*Activity:* Print the listing in its entirety and exactly, leaving out images.

*Provided material:*
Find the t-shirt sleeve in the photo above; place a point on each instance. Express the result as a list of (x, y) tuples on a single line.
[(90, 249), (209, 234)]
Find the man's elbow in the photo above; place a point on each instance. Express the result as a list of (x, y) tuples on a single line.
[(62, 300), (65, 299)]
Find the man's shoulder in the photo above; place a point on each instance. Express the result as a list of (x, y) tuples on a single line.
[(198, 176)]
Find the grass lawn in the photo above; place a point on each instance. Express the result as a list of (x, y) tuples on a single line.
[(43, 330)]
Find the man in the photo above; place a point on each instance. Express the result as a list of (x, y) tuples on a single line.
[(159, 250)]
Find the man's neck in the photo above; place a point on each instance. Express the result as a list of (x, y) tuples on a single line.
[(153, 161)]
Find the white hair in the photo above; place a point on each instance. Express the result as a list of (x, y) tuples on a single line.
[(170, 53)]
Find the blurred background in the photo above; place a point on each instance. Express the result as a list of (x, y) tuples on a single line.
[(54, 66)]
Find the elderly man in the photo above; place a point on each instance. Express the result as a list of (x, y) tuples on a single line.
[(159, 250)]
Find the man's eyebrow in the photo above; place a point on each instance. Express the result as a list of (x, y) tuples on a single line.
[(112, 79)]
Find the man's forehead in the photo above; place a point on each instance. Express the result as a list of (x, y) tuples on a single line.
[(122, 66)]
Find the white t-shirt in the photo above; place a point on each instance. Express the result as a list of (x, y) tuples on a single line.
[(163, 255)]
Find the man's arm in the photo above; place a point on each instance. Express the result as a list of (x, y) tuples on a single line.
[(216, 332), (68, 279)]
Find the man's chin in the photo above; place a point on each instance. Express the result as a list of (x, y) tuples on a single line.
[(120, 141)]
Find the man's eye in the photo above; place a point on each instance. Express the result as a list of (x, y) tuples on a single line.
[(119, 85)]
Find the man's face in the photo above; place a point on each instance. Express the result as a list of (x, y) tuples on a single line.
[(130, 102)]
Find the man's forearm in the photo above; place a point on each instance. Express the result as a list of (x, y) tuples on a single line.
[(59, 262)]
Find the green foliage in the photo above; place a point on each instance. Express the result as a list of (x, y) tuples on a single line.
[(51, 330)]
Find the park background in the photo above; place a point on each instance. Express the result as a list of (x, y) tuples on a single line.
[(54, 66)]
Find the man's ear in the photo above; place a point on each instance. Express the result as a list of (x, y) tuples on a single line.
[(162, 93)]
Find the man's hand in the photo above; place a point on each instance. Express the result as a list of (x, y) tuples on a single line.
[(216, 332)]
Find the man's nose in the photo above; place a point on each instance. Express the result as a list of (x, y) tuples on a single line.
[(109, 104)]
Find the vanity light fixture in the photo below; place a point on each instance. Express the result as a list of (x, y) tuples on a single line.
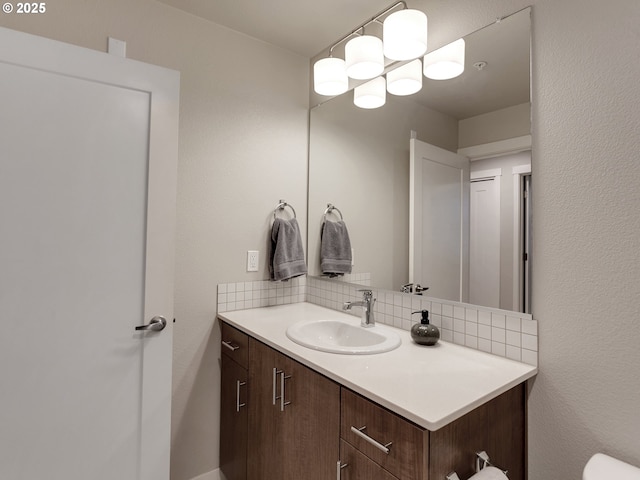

*Task answer:*
Find the t-shirt sleeve in the photo above; place a point on each instance. Express the result as a list of (x, y) tuples on a single line.
[(90, 249), (209, 234)]
Find the man's elbow in the photo above; place a point on each instance. Express the result as a list of (x, y) tuples on a single line.
[(62, 300), (65, 299)]
Find the man's shoulder in the photo above; place a point on each instance. Express the result as a list of (x, y) tuples on a single line.
[(198, 176)]
Find the grass lawn in the photo above; place a point on each instance. Express the result as a list of (x, y) tuples on a single line.
[(43, 330)]
Find the man in the photo above; place a point on each instance. Express the result as a list of (x, y) tuples on a single line.
[(159, 250)]
Find the man's neck in the photo above; place a point on each instance. Express the result as a list of (x, y) tuples on a single line.
[(153, 161)]
Find the white hair in the photo above; place a point on each instance. Express the result as a list of (x, y) tuples on a single line.
[(170, 53)]
Find the blurred background in the photo above; place a point on each instance. Express the result as a list of (x, y) tuples on a single line.
[(54, 66)]
Find the elderly man in the photo above; place a point on each instance. Express the result as a list of (x, y) tuples on a single line.
[(159, 250)]
Find the man's eyebrow in the photo above; place a point on each instance. Express the result as a list of (x, y) tuples on a single line.
[(112, 79)]
Find the man's forehead in the photo above; place a point on each instance. Express the result as a list of (x, y) tuples on a single line.
[(122, 66)]
Find the white t-shirt in the photo above; place a point on each instance. Express the result as a list of (x, y) tuples on a single line.
[(163, 255)]
Find the man's arm in the photo above; place a point on each instance. Express the result as a list of (x, y) tuples on a single line.
[(216, 332), (68, 279)]
Find the man's chin in the photo above; place a point on each instance. Express the result as a list of (x, y) tuples on a single line.
[(120, 141)]
Find the man's eye in the photo above; place a point on each instance. Express the result as a list of (x, y) tuples on a single line.
[(119, 85)]
Find the man's face in the photo above; place a point on each instance. Express the result as a list of (x, y) tuples on a single line.
[(130, 102)]
Find the man's forearm in the photo above; place a point on each instance. Express the result as a list of (x, y) tuples on a single line.
[(59, 262)]
Find the green foliage in the photo above; place a point on each instance. Express the result as a list of (x, y) tuples on a single line.
[(51, 330)]
Find the park background in the photo above; place a point on each instance. Express the result as a list of (x, y) tuples on a single line.
[(54, 66)]
Find the man's ear in the photo above; place a point on each instance. Express the result as a list of (x, y) tuples on a single line.
[(162, 93)]
Find the man's hand in the photo above; place a point on each instance. Express the result as a list of (x, y) tuples on a single line.
[(216, 332)]
Find the man's nose in the photo above; place a point on each instance. Express the result as a list of (x, y) tuples on a single line.
[(109, 104)]
Find the vanity light fixture in the photo below; place a point on each instance. Express the result as a list of (x, y) tuples on a single line.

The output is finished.